-- EXERCISE MATERIALS --
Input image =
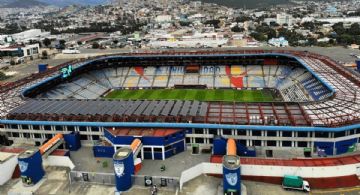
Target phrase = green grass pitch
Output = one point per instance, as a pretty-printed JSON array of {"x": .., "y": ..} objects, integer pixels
[{"x": 228, "y": 95}]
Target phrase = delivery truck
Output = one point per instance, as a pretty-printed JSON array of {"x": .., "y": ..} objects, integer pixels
[{"x": 292, "y": 182}]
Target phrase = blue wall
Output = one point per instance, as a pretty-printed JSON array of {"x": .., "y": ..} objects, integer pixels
[
  {"x": 177, "y": 147},
  {"x": 146, "y": 140},
  {"x": 230, "y": 176},
  {"x": 31, "y": 168},
  {"x": 103, "y": 151},
  {"x": 343, "y": 146},
  {"x": 124, "y": 169},
  {"x": 327, "y": 146},
  {"x": 72, "y": 141},
  {"x": 219, "y": 146}
]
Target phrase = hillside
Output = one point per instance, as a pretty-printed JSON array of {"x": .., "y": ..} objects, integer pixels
[
  {"x": 24, "y": 4},
  {"x": 251, "y": 4},
  {"x": 62, "y": 3}
]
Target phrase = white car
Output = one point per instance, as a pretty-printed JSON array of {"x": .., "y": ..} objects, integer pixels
[{"x": 71, "y": 50}]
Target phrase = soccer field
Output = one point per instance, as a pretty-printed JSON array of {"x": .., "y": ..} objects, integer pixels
[{"x": 228, "y": 95}]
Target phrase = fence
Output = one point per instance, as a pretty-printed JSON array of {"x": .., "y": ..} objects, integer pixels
[
  {"x": 92, "y": 177},
  {"x": 109, "y": 179},
  {"x": 160, "y": 181}
]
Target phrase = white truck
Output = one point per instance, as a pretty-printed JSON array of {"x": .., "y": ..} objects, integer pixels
[
  {"x": 71, "y": 50},
  {"x": 292, "y": 182}
]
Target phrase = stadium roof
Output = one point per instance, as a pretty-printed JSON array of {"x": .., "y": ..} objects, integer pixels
[
  {"x": 342, "y": 109},
  {"x": 161, "y": 110}
]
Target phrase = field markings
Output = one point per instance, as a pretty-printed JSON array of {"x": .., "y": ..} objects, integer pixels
[{"x": 341, "y": 190}]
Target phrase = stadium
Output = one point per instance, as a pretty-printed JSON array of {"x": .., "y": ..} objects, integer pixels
[{"x": 267, "y": 101}]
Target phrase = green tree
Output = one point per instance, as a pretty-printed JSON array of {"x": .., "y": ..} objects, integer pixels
[
  {"x": 237, "y": 29},
  {"x": 95, "y": 45},
  {"x": 354, "y": 29},
  {"x": 339, "y": 28},
  {"x": 47, "y": 42},
  {"x": 44, "y": 54},
  {"x": 258, "y": 36},
  {"x": 312, "y": 41},
  {"x": 242, "y": 19},
  {"x": 3, "y": 76},
  {"x": 62, "y": 42}
]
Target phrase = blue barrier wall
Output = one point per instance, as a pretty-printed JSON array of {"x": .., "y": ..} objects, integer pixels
[
  {"x": 327, "y": 146},
  {"x": 31, "y": 167},
  {"x": 219, "y": 146},
  {"x": 343, "y": 146},
  {"x": 242, "y": 150},
  {"x": 72, "y": 141},
  {"x": 174, "y": 149},
  {"x": 103, "y": 151},
  {"x": 232, "y": 180},
  {"x": 124, "y": 168}
]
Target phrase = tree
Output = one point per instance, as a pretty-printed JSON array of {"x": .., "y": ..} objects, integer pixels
[
  {"x": 242, "y": 19},
  {"x": 47, "y": 42},
  {"x": 312, "y": 41},
  {"x": 354, "y": 29},
  {"x": 44, "y": 54},
  {"x": 237, "y": 29},
  {"x": 339, "y": 28},
  {"x": 62, "y": 42},
  {"x": 95, "y": 45},
  {"x": 3, "y": 76},
  {"x": 258, "y": 36}
]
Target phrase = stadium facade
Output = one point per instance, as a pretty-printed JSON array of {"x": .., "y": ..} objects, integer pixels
[{"x": 318, "y": 108}]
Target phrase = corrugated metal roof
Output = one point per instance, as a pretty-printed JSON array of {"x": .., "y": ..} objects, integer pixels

-- PROBLEM TO WORK ON --
Say how many lines of the material contain the word "green", with no other text.

-- SOLUTION FOR THIS EXERCISE --
2